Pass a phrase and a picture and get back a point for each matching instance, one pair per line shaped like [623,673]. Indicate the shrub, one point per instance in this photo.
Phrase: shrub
---
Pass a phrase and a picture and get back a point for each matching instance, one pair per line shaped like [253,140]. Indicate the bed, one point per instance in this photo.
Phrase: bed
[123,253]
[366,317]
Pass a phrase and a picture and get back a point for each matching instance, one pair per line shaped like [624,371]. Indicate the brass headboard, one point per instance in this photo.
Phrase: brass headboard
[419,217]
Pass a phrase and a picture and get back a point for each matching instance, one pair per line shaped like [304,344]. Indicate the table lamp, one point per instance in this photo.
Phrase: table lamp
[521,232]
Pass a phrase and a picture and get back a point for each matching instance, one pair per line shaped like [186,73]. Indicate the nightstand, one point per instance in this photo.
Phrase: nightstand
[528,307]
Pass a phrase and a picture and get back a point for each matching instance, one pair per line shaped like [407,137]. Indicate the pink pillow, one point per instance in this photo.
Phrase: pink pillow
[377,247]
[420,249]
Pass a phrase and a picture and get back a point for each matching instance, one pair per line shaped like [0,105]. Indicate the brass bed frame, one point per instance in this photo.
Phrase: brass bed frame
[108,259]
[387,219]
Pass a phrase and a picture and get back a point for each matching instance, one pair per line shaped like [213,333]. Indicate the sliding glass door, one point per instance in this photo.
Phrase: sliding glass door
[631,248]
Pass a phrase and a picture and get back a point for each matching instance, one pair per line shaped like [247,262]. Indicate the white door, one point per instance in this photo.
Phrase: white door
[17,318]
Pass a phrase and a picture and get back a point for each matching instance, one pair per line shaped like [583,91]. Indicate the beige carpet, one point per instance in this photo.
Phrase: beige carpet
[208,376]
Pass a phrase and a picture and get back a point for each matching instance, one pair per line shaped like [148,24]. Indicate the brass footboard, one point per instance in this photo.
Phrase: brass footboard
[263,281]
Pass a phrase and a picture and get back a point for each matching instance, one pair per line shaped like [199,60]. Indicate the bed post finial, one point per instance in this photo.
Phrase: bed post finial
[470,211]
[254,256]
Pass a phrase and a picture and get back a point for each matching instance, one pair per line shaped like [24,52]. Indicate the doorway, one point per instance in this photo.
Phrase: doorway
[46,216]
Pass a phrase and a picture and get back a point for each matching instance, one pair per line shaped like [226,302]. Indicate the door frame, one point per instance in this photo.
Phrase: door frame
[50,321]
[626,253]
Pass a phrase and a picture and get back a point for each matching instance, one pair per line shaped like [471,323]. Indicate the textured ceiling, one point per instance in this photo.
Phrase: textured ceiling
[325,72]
--
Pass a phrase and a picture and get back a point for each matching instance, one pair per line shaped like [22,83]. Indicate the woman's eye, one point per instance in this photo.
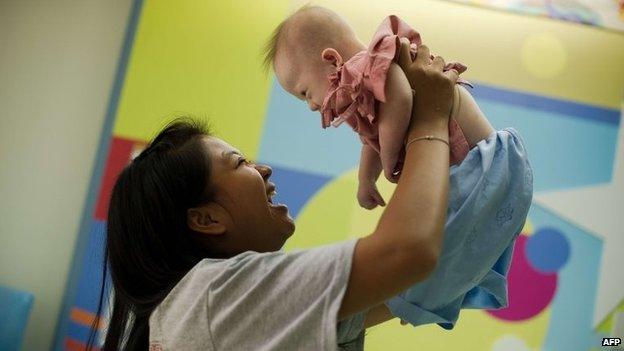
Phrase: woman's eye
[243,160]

▶ [Task goal]:
Once you reach the line with "shrub, one point per instance in this photo." in the data above, copy it and every line after it exactly, up to and including the line with "Phrase: shrub".

▶ [Solution to the exercise]:
Pass a phrase and a picture and get back a point for each matching instance, one pair per line shaped like [623,673]. Indicate the shrub, one point per instance in this photo.
Phrase: shrub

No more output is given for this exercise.